▸ What you will do:
Copy out every line of the data below word for word, omitting the picture.

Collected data
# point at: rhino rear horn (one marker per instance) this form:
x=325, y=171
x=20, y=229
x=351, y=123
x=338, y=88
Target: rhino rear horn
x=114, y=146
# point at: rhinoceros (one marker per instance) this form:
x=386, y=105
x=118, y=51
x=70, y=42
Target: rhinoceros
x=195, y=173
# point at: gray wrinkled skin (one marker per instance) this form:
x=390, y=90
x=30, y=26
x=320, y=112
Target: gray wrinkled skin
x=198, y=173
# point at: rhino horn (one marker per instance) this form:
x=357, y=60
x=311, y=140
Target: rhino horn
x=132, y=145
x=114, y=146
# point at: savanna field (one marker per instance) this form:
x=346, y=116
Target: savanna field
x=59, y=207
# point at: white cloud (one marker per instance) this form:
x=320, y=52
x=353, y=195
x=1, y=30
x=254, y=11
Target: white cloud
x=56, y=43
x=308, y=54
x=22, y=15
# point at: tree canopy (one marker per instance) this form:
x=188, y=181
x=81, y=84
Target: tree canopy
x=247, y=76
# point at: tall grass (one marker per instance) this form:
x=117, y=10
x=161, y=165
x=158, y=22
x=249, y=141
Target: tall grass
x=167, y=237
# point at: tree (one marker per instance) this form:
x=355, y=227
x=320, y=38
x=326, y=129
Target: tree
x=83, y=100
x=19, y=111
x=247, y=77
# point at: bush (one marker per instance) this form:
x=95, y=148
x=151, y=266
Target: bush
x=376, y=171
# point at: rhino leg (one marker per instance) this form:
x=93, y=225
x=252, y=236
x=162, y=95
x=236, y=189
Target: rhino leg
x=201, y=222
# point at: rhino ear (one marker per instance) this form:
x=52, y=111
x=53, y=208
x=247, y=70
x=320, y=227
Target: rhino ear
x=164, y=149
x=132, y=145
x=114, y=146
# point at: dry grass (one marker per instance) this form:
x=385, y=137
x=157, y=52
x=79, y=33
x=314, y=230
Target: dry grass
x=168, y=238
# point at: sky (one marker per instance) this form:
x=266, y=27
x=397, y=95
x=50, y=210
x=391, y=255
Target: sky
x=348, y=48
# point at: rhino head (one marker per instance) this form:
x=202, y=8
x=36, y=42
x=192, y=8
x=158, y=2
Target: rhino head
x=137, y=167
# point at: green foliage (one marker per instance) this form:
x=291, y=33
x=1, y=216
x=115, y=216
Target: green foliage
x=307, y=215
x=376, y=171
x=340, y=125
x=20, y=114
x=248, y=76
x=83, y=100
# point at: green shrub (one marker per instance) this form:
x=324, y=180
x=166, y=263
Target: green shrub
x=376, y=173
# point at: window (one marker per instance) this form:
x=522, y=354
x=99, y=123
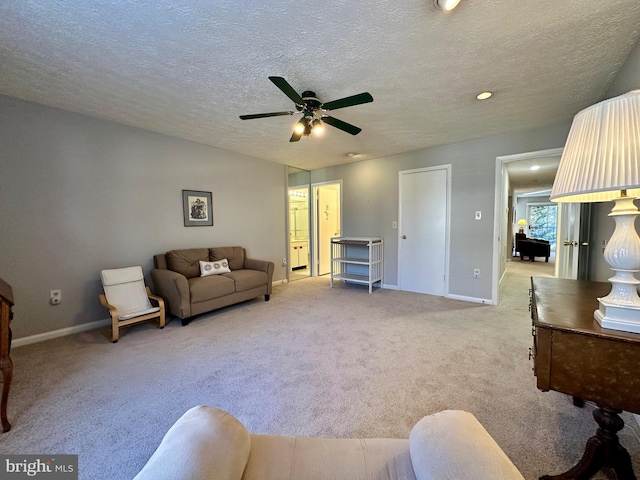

▸ Result of this task:
# point at: rhino rear horn (one marker per instance) this form:
x=325, y=171
x=20, y=229
x=351, y=123
x=338, y=88
Target: rhino rear horn
x=114, y=146
# point at: rhinoceros (one marker per instance) this form:
x=386, y=105
x=118, y=51
x=70, y=42
Target: rhinoceros
x=195, y=173
# point at: gray wrinkled skin (one marker per instance) this form:
x=390, y=90
x=30, y=26
x=320, y=112
Target: gray wrinkled skin
x=198, y=173
# point at: rhino horn (one marker per instance) this form:
x=357, y=60
x=311, y=140
Target: rhino horn
x=132, y=145
x=114, y=146
# point at: savanna field (one marker per instance) this form:
x=346, y=116
Target: savanna field
x=59, y=207
# point at: white cloud (one marker per instance) this form:
x=320, y=52
x=353, y=195
x=1, y=30
x=254, y=11
Target: white cloud
x=56, y=43
x=308, y=54
x=22, y=15
# point at: tree canopy (one marker per instance) this form:
x=188, y=181
x=81, y=84
Target: tree canopy
x=247, y=76
# point at: tall grass (one marker per instance) this form:
x=117, y=10
x=161, y=165
x=158, y=22
x=249, y=141
Target: tall grass
x=167, y=237
# point at: tree (one marker per instance) this form:
x=355, y=227
x=320, y=38
x=326, y=129
Target: tree
x=83, y=100
x=19, y=111
x=247, y=77
# point at: bush (one marker per instance) this form:
x=95, y=148
x=151, y=266
Target: bush
x=376, y=171
# point at: rhino leg (one marker per instance) this form:
x=93, y=225
x=252, y=236
x=162, y=95
x=236, y=189
Target: rhino leg
x=201, y=222
# point at: rhino ear (one marker per instance) this form:
x=52, y=111
x=53, y=208
x=247, y=70
x=320, y=227
Target: rhino ear
x=164, y=149
x=132, y=145
x=114, y=146
# point at: dry grass (one marker per instance) this form:
x=385, y=137
x=157, y=52
x=79, y=33
x=314, y=230
Target: dry grass
x=168, y=238
# point at: sky (one marker per instance) this form:
x=266, y=27
x=397, y=95
x=50, y=210
x=391, y=255
Target: sky
x=348, y=48
# point at: rhino head (one marker per instance) this form:
x=202, y=8
x=36, y=42
x=192, y=8
x=158, y=2
Target: rhino head
x=137, y=167
# point at: green foliage (one marker per instance) this form:
x=291, y=33
x=1, y=216
x=115, y=216
Target: green foliage
x=307, y=215
x=376, y=171
x=340, y=125
x=20, y=114
x=248, y=76
x=83, y=100
# point at: green shrub (one marker per instance) this form:
x=324, y=180
x=166, y=263
Target: green shrub
x=376, y=173
# point at: window (one marker per instance) this form:
x=522, y=354
x=99, y=123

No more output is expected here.